● **Supplied text**
+-------+
An audit involves performing procedures to obtain audit evidence about the amounts and disclosures in the financial statements. The procedures selected depend on the auditor’s judgment, including the assessment of the risks of material misstatement of the financial statements, whether due to fraud or error. In making those risk assessments, the auditor considers internal control relevant to the entity’s preparation and fair presentation of the financial statements in order to design audit procedures that are appropriate in the circumstances, but not for the purpose of expressing an opinion on the effectiveness of the entity’s internal control. Accordingly, we express no such opinion. An audit also includes evaluating the appropriateness of accounting policies used and the reasonableness of significant accounting estimates made by management, as well as evaluating the overall presentation of the financial statements.

We believe that the audit evidence we have obtained is sufficient and appropriate to provide a basis for our audit opinion.
+-------+
● **Data section**

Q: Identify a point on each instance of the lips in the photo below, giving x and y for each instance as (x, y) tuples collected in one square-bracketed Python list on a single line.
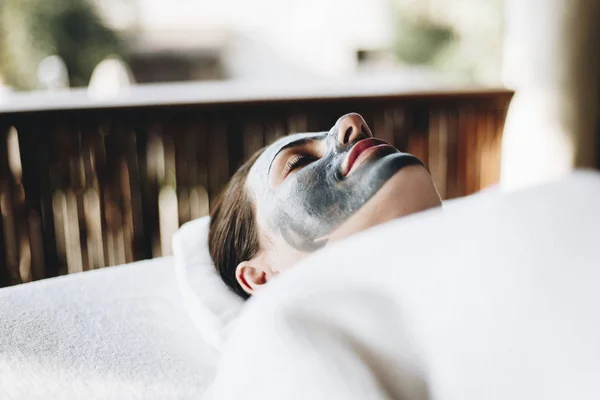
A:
+-------+
● **Your objective**
In the audit excerpt, what opinion do the auditors say they do not express? The material above comes from a source separate from the audit excerpt.

● **Written response**
They express no opinion on the effectiveness of the entity's internal control.